• _Exercise aim_: Everything in the listing except the pictures should be written out exactly.

Point labeling examples
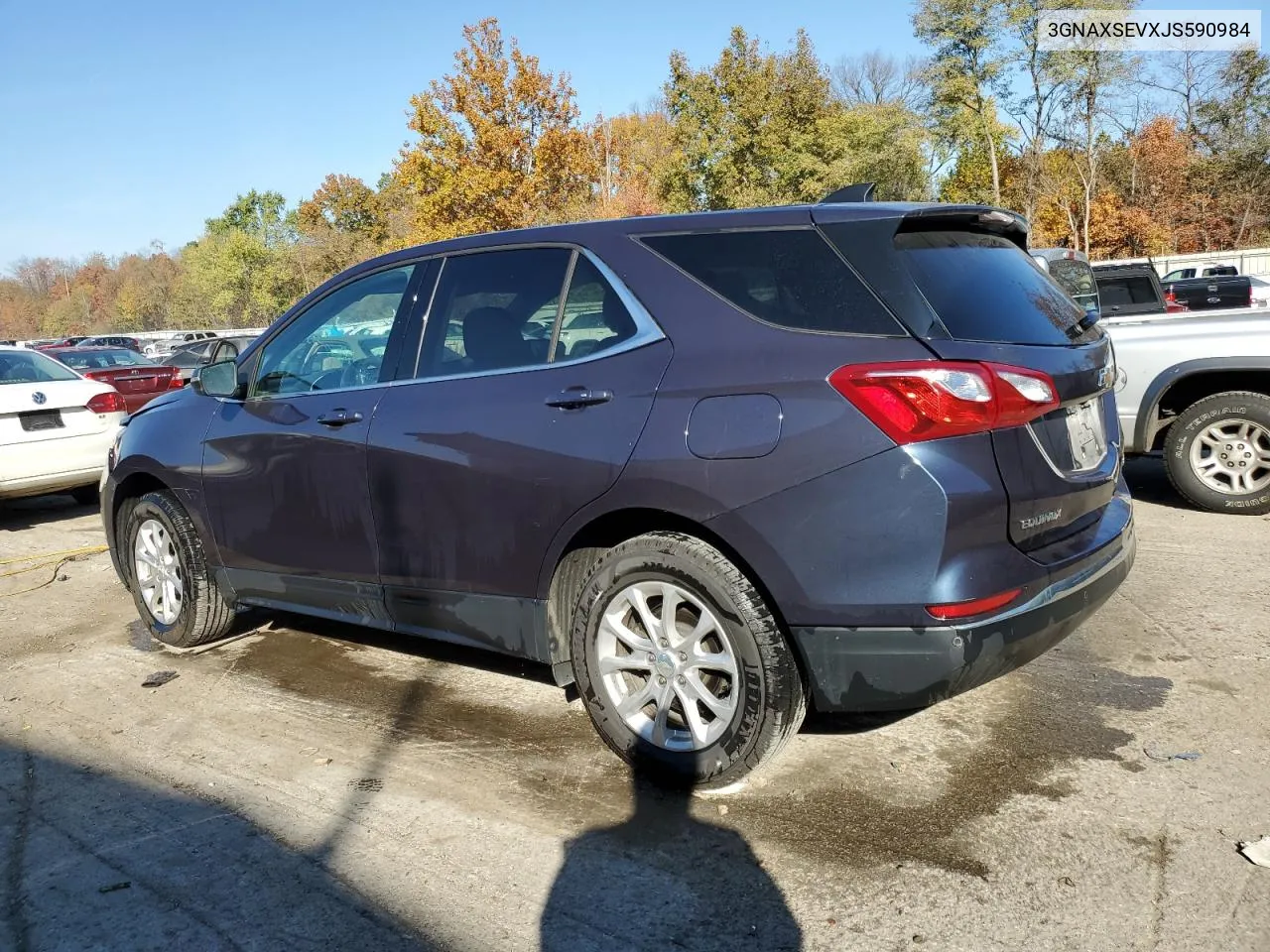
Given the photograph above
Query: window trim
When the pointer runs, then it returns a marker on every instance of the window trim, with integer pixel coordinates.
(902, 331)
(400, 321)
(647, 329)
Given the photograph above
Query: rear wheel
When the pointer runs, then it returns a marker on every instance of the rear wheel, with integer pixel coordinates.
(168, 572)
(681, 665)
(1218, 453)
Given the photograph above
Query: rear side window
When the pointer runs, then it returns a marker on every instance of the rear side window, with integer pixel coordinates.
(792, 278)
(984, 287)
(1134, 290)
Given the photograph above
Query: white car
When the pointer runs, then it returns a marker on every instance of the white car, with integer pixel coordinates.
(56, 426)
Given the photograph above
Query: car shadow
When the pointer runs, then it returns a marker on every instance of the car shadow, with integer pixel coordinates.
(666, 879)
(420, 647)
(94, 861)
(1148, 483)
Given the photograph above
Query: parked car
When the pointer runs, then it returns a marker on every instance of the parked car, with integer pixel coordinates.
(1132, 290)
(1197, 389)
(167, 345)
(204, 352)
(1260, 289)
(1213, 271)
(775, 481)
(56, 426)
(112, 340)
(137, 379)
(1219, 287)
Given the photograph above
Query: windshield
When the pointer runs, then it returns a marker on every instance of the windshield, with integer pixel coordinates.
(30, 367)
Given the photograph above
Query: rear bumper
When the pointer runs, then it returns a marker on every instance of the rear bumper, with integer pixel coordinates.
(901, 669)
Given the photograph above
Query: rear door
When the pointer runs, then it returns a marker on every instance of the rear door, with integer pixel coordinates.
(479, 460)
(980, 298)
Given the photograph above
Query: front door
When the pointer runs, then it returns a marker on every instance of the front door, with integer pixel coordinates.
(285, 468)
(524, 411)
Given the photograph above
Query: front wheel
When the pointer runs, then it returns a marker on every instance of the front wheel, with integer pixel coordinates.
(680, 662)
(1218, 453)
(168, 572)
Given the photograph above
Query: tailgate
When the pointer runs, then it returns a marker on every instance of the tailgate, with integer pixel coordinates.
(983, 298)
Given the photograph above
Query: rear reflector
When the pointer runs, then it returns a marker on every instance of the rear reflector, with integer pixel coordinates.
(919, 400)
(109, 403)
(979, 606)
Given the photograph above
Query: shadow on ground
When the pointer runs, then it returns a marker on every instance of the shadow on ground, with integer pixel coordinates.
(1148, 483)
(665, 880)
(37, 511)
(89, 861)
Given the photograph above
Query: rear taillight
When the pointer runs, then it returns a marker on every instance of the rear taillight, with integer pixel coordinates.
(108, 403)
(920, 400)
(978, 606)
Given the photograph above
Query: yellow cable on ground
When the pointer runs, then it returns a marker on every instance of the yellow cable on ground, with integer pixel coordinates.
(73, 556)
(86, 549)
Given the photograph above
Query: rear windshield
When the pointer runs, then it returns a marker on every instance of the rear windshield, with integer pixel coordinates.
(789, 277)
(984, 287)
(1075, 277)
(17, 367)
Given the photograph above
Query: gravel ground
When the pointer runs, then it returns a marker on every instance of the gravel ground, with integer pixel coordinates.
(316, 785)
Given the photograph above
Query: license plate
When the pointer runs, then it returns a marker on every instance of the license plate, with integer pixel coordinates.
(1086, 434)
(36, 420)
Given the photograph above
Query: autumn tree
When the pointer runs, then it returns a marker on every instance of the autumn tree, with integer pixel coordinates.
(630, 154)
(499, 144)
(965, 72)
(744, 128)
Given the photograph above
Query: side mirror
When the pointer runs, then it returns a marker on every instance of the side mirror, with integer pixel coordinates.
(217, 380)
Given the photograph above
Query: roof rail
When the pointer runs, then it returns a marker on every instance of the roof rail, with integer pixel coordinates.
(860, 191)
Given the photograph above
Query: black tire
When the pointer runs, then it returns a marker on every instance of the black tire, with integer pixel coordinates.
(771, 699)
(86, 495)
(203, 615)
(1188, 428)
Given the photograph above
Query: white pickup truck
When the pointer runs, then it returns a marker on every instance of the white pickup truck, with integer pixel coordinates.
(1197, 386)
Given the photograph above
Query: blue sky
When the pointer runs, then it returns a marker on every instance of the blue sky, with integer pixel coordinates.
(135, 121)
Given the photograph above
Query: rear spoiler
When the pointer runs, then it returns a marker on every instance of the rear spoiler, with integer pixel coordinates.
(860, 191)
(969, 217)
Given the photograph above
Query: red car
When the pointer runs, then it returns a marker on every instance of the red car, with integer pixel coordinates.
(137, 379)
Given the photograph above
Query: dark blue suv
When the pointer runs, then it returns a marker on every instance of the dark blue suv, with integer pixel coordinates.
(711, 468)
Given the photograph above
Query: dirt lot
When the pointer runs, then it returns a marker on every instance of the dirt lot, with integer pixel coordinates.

• _Written reply_:
Given the photograph above
Query: window trim
When the pointer runs, then it returns a marker on every instance of the window trim, with integer pixel coordinates.
(902, 331)
(400, 321)
(647, 329)
Given the photograph above
Query: rear wheel
When the pointer runs, then it returns a marker on every instance of the rear wheel, with integer pixel coordinates.
(168, 572)
(681, 665)
(1218, 453)
Given the photograph above
Query: rear side window
When the pointer runs, then it returns a marker on every instance of the rear side window, with integer pixel coordinates.
(792, 278)
(984, 287)
(1134, 290)
Given the photograph above
Query: white car
When the pointer runs, then it returns a marker on every instance of the white car, with integer pixel coordinates.
(56, 426)
Given the photograph above
Query: car shadow
When the pointer runs, then it returns a marker on every instance of the car shadow, with integer pixel coordinates.
(666, 879)
(420, 647)
(94, 861)
(1148, 483)
Given the photograph above
Query: parked car
When the pointer runs, then it returns a marker on every instance of the parked car, with integer pixel coordinates.
(1132, 290)
(1197, 389)
(167, 345)
(204, 352)
(1260, 289)
(1213, 271)
(775, 481)
(56, 426)
(112, 340)
(137, 379)
(1219, 287)
Given the photograph above
Query: windshield
When the pointer runs, then it returns a marker on every instance of the windshield, with integer pixel coordinates.
(30, 367)
Given the photograph above
Query: rear bumper
When the pointer runs, then it returns a marker on every instance of the rear bumper, with integer pixel coordinates.
(901, 669)
Given the photograph above
Query: rear door
When the pointer runs, then it returns a marker on every instance of the rear door, with integer pixel coordinates.
(479, 460)
(980, 298)
Given the photograph above
Query: front door
When the pointer runs, then it returns a marker on every instance of the front door, with integer pixel coordinates.
(285, 468)
(524, 411)
Given the photograph above
Query: front wheel
When the pointer runs, then it returns a marker on every instance of the front wheel, with integer pixel coordinates.
(680, 662)
(1218, 453)
(168, 572)
Given the photograph above
Query: tailgate
When the pointer runs, then it returns a marker on every instance of the tailgate, with integer pixel coordinates.
(983, 298)
Given the photograph above
Query: rear reflector
When the pointer runs, then it returns a marker on every instance of the rear reflector, with integer pixel coordinates.
(919, 400)
(109, 403)
(979, 606)
Given the photograph above
Query: shadow on ground
When the pointer runs, then it returns a marker on every instance of the shadow on ground, with integer pixel coordinates.
(1148, 483)
(665, 880)
(37, 511)
(89, 861)
Given the photograph above
Query: rear taillight
When the pointer runs, then it returns a marker on every instance of the rear taillight, with integer pixel coordinates.
(108, 403)
(920, 400)
(978, 606)
Given the photograph above
Query: yellow cable on ground
When the pointer runs, then it returns a marker on every instance of the yellow cable on ground, with integer pixel coordinates.
(73, 556)
(86, 549)
Given the photograph above
Query: rear windshield
When the pointer runs, then it returns a marker on every instance of the rear windshield, with integer pixel coordinates.
(789, 277)
(984, 287)
(1075, 277)
(17, 367)
Given the photograph above
Query: gravel ground
When the pointer runs, then it returns a marker on every instance of the gravel ground, with integer pixel coordinates.
(316, 785)
Given the photograph above
Query: license plate
When the pointer runs, then it returns a marker on every instance of the license plate, with integer pixel coordinates.
(1086, 434)
(36, 420)
Given the photograph above
Query: autumn tree
When the pointer runs, then it returns a marker on every instance of the autumn tree, with integer pixel coordinates.
(630, 154)
(499, 144)
(965, 72)
(744, 128)
Given the photograph above
Query: side mirror
When the pointer runs, then it returns a marker on every instance of the side mirror, with integer pixel coordinates.
(217, 380)
Given the photograph above
Query: roof rail
When the pointer runs, then it returns a marker on every instance of the roof rail, with integer pixel coordinates.
(860, 191)
Given the photograph above
Query: black tire
When the pointer runs, then it returns a marker on every instance of the black tire, with integer pixel coordinates.
(771, 699)
(86, 495)
(203, 615)
(1188, 428)
Given the photograph above
Query: white pickup truck
When the pointer runs, then it returns a marker on every instance of the white pickup truck, with integer pixel coordinates.
(1197, 386)
Given the photograph above
Query: blue sky
When the pointer runs, then it returns a marker on every instance of the blue sky, with integer pixel coordinates.
(135, 121)
Given the photograph above
Query: rear spoiler
When the pointer runs, then it returns a marker on every instance of the rear spoiler, with integer pixel coordinates.
(860, 191)
(969, 217)
Given the photograph above
Query: red car
When the pointer runs, then it returns a marker on every instance of the red car, with integer pixel coordinates.
(137, 379)
Given the photograph above
Query: dark blue suv
When the pointer runs, then it returns a marker on every instance of the dark blue suv, with integer pixel coordinates.
(711, 468)
Given the photograph above
Query: dirt lot
When the pointer runs, then it returns a marker on every instance of the dirt lot, with integer pixel coordinates.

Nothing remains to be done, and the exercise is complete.